Stated exercise: Swap "placing a marker" for "putting a pin" everywhere in the data below and reproduce all its lines with nothing else changed. Leave the pictures out.

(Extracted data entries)
## start
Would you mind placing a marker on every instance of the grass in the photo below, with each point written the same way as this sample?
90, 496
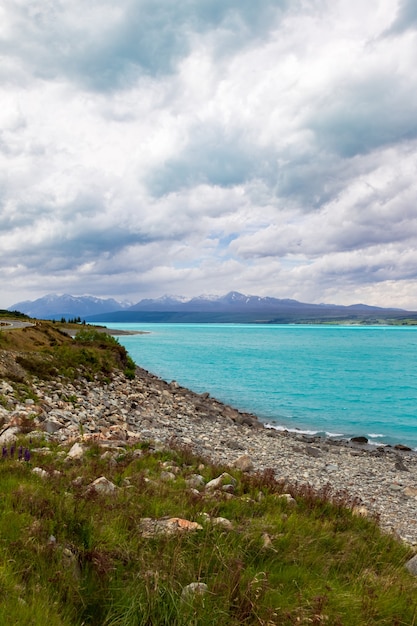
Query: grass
321, 564
46, 351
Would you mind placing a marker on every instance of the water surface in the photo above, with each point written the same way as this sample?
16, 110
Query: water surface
335, 380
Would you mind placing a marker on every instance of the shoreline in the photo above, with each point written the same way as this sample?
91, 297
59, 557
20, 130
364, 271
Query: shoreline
381, 482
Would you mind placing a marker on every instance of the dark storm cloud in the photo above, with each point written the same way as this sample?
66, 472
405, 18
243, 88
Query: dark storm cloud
209, 145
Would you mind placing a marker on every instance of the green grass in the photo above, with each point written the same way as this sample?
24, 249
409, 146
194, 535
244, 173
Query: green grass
322, 565
71, 557
46, 351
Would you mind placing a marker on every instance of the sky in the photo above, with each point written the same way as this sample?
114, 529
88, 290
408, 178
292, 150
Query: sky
152, 147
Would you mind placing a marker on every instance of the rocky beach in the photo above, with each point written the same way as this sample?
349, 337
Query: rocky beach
## end
Answer for the task:
Would you mind putting a pin on every instance of the grass in the photo below, with each point written the same way as this sample?
90, 496
Query: grass
321, 564
46, 351
Would you mind putting a pin on every instance of the water surface in the photo above, with each point written the same way as this sample?
16, 110
Query: water surface
335, 380
Would you mind putting a pin on every instance of the shoreline in the photo above, with each point written the same way as this sample?
91, 297
59, 557
20, 130
364, 271
Query: shoreline
381, 482
Would you mind putting a pin on every instance of the dark storm cloud in the photo above, with each point written the same way as this sample?
66, 472
405, 18
243, 88
Query: dark storm cloud
209, 145
Would you mind putting a pin on every instance of the green grass in the photo above, with each point written the same way as this sample?
24, 249
409, 146
194, 535
244, 173
Query: green grass
322, 565
71, 557
46, 351
Would you mind putting a pin on every instance of the sky in the photo above, with each point written the same way as this sample?
114, 529
88, 290
408, 178
292, 150
Query: sky
152, 147
Would you mind putting a pin on every instance of the rocky beach in the photo above, with each point written the same way as this sample?
349, 337
Query: rocky beach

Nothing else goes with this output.